YOUR GOAL: Word for word, return every record.

Start of RECORDS FOR THE TASK

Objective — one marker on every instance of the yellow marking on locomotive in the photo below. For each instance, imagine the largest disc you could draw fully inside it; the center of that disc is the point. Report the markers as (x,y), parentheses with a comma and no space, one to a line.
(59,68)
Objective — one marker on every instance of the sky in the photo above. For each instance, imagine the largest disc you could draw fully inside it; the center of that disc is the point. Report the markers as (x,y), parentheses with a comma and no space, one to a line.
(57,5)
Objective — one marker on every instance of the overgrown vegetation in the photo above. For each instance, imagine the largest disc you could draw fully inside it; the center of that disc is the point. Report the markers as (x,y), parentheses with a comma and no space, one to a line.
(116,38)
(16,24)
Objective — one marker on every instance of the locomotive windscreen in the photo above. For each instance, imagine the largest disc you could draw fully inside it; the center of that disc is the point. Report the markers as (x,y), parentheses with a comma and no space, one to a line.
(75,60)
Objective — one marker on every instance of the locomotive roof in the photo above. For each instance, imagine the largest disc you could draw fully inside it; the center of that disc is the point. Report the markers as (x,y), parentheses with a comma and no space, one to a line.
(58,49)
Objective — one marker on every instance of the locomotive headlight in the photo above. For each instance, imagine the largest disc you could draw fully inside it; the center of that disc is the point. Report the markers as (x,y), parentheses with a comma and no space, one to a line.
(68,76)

End of RECORDS FOR THE TASK

RESULT OF THE TASK:
Objective — one marker on every instance of the yellow marking on locomotive in the photo below. For each instance, imagine the largest disc you could draw fully inside it; the center of that disc is the point. Report the markers as (x,y), parentheses with a comma and no space, one to a line.
(59,68)
Objective — one marker on every instance of the sky in the photo above. For each instance, imagine the largest disc you could draw fully inside it; the center of that disc is the point. Report the markers as (x,y), parentheses with a comma and no space, one to a line.
(57,5)
Objective — one marker on every instance of the overgrown vegetation in the photo above. For each instance, imagine the largest disc you could draw fully inside it; the center of that disc is the point. Report the markers as (x,y), parentheses with a comma and no space, one to a line.
(116,38)
(16,24)
Objective — one marker on every instance of the locomotive windscreen in the photo above. For each instance, imagine the largest disc you could draw fully inside it; the center of that disc is the point. Report the markers as (x,y), parentheses with a comma and no space, one to a line.
(75,60)
Objective — one marker on every instance of the locomotive roof in the photo above. For each instance, imagine the largest disc you could draw fully inside it; the center of that disc is the point. Report the markers as (x,y), parentheses with a comma and no space, one to a line.
(58,49)
Objective — one marker on every instance of the locomotive headlight in the photo above. For each instance, imagine the largest disc you could draw fully inside it; the center of that disc is the point. Report the markers as (x,y), parentheses with a comma and no space, one to a line.
(68,76)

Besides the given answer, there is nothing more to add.